Consigne: Restituez toutes les lignes des enregistrements ci-dessous sous forme de liste JSON de chaînes, à raison d'une chaîne par ligne et sans les lignes vides. Laissez les images hors de votre réponse.

Enregistrements de données:
__________

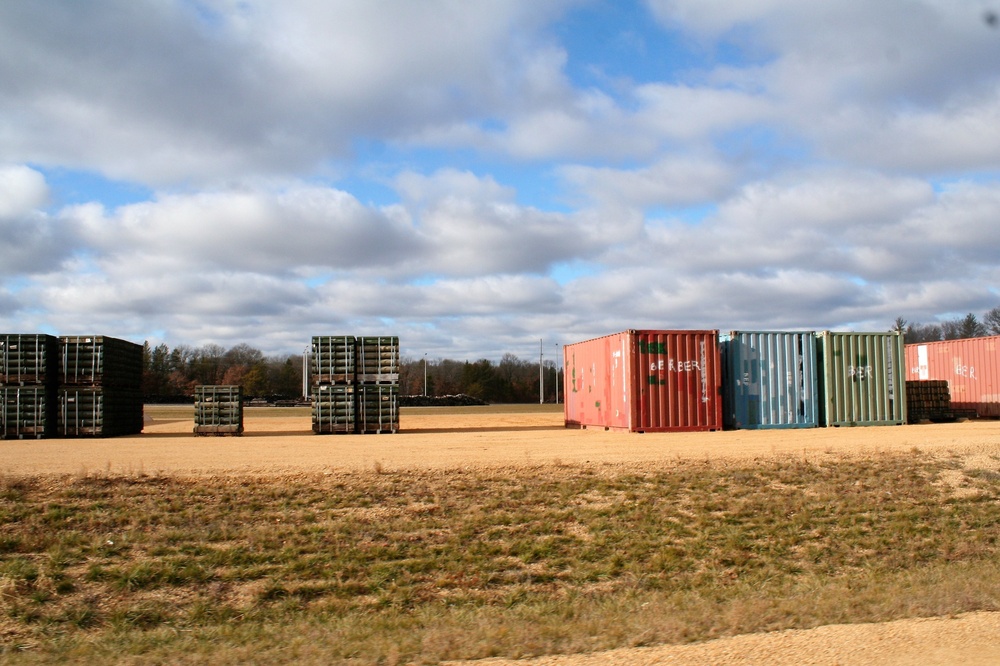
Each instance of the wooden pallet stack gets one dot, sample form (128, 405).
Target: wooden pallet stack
(355, 384)
(333, 378)
(28, 385)
(378, 385)
(218, 410)
(928, 400)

__________

Résultat:
[
  "Each instance of the wooden pallet stack gets one dot, sample form (128, 405).",
  "Target: wooden pallet stack",
  "(355, 384)",
  "(333, 378)",
  "(28, 385)",
  "(378, 385)",
  "(218, 410)",
  "(928, 400)"
]